Directions:
a – In the World Bank support article, how much did commitments from the International Development Association reach in fiscal year 2014?
b – Return the World Bank support article's wording from "IFC, the largest" up to and including "biggest development challenges.".

Excerpted passage:

┌────────

World Bank support grows

Jim Yong Kim, President of the World Bank

Jim Yong Kim, President of the World Bank

World Bank Group support to developing countries rose sharply to $61 billion in fiscal year 2014 as the organization prepared for transition to a new operating model, up from $52.6 billion in FY13.

“This tremendous ramp-up in demand for our services comes at a time when the Bank has been undergoing the most fundamental change in a generation,” said World Bank Group President Jim Yong Kim.  “It is a credit to Bank Group staff that they worked to meet the needs of our clients while preparing for transition to a new system that will spread our global knowledge more effectively to all 188 member countries.”

The Bank Group provided an estimated 963 loans, grants, equity investments and guarantees to promote economic growth, fight poverty, and assist private enterprise in FY14 (July 1, 2013 – June 30, 2014).  

World Bank Group financing for infrastructure, critical for job creation and future productivity, is estimated to reach nearly $24 billion in FY14—nearly 40 percent of total Bank Group commitments.  In particular, IBRD/IDA support for infrastructure grew to $19.4 billion, 47 percent of total FY14 IBRD/IDA commitments.

Over the last fiscal year, commitments from the International Bank for Reconstruction and Development (IBRD)—which provides financing, risk management products, and other financial services to countries—reached $18.6 billion, up from $15.2 billion in FY13.

Commitments from the International Development Association (IDA), the World Bank’s Fund for the Poorest which provides low-interest loans and grants to 79 of the world’s poorest countries, rose to a record $22.2 billion in FY14, from $16.3 billion in the previous fiscal year. FY14 was the third year of implementation under the IDA16 Replenishment, and all remaining IDA16 resources were committed during the fiscal year.

Combined IBRD/IDA lending in FY14 is 65 percent higher than pre-crisis levels, with commitments more than $16 billion above FY07.

“We continued to push frontier issues and expand our work in challenging environments,” said World Bank Managing Director and Chief Operating Officer Sri Mulyani Indrawati. “We pledged $1.5 billion to the hard-hit Sahel region, to boost economic growth and lift people out of devastating poverty and committed $2 billion in Myanmar to bring health care and electricity to everyone. We laid the groundwork for a regional power project in Central and South Asia, and are helping neighboring Jordan and Lebanon to cope with influx of Syrian refugees. These are just a few examples of this year’s achievements.”

IFC, the largest global development institution focused exclusively on the private sector, continued to provide strong support to businesses in developing countries—leveraging the power of the private sector to create jobs and tackle the world’s biggest development challenges.

Preliminary and unaudited data indicate that IFC investments totaled more than $22 billion, including funds mobilized from other investors. It included more than $17 billion in commitments made on IFC’s own account. It also included more than $5 billion mobilized from other investors. These investments supported nearly 600 projects across the world.

IFC maintained its strategic focus on the poorest countries and regions. It provided a record amount of financing for private sector development in IDA countries–more than $8 billion in all, including funds mobilized from other investors.

└────────

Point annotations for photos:

┌────────

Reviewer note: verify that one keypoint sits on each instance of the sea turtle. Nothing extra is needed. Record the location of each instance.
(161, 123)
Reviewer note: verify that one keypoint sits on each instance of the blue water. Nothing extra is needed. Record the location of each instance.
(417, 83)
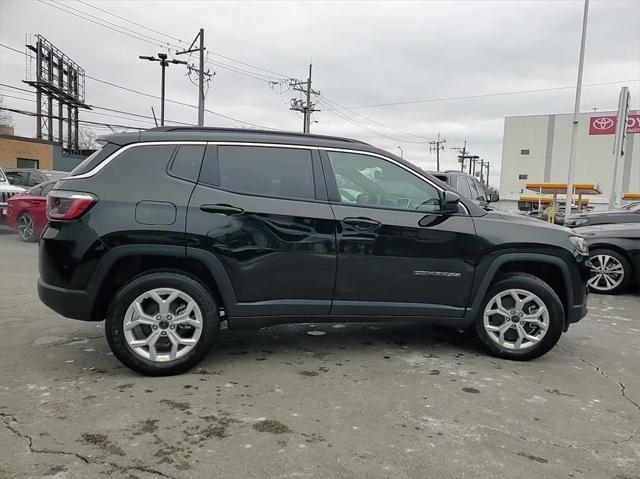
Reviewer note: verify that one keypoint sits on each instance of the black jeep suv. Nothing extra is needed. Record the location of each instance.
(166, 231)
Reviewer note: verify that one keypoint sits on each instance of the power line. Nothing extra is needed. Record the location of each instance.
(364, 127)
(55, 117)
(146, 117)
(280, 75)
(162, 43)
(424, 138)
(149, 95)
(483, 95)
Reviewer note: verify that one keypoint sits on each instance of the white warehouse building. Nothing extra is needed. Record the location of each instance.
(536, 148)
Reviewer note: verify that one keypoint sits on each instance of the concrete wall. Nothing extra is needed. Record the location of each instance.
(548, 139)
(14, 147)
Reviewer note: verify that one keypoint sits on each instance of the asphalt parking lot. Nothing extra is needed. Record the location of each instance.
(315, 401)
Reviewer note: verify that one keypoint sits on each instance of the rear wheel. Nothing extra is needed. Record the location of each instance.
(521, 318)
(162, 323)
(27, 228)
(610, 271)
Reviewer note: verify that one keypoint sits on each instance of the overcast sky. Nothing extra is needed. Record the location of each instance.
(363, 53)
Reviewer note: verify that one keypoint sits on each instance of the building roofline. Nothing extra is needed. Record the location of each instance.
(594, 113)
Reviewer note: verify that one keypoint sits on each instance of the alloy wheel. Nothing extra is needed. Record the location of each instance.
(163, 324)
(26, 228)
(516, 319)
(607, 273)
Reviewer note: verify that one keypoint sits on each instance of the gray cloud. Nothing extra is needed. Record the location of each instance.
(363, 53)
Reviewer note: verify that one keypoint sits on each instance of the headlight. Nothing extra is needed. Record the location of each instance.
(579, 244)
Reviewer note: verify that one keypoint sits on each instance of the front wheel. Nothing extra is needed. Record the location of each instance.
(521, 318)
(162, 323)
(610, 272)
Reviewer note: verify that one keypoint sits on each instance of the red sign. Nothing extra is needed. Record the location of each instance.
(606, 125)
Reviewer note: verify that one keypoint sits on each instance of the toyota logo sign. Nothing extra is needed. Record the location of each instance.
(606, 125)
(603, 123)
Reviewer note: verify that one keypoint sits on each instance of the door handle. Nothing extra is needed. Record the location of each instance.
(361, 223)
(222, 209)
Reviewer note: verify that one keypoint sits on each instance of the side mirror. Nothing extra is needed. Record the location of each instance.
(450, 201)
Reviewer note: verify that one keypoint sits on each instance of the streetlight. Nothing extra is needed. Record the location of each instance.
(164, 63)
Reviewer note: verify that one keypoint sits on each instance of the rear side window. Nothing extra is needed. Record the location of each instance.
(266, 171)
(186, 162)
(35, 191)
(93, 160)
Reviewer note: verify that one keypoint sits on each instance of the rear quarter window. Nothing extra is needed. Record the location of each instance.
(93, 160)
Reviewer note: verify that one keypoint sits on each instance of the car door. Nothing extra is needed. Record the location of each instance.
(397, 253)
(262, 212)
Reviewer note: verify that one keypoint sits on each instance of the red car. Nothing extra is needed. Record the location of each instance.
(27, 211)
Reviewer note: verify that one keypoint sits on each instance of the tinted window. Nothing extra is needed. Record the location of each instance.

└────────

In response:
a – A record $22.2 billion.

b –
IFC, the largest global development institution focused exclusively on the private sector, continued to provide strong support to businesses in developing countries—leveraging the power of the private sector to create jobs and tackle the world’s biggest development challenges.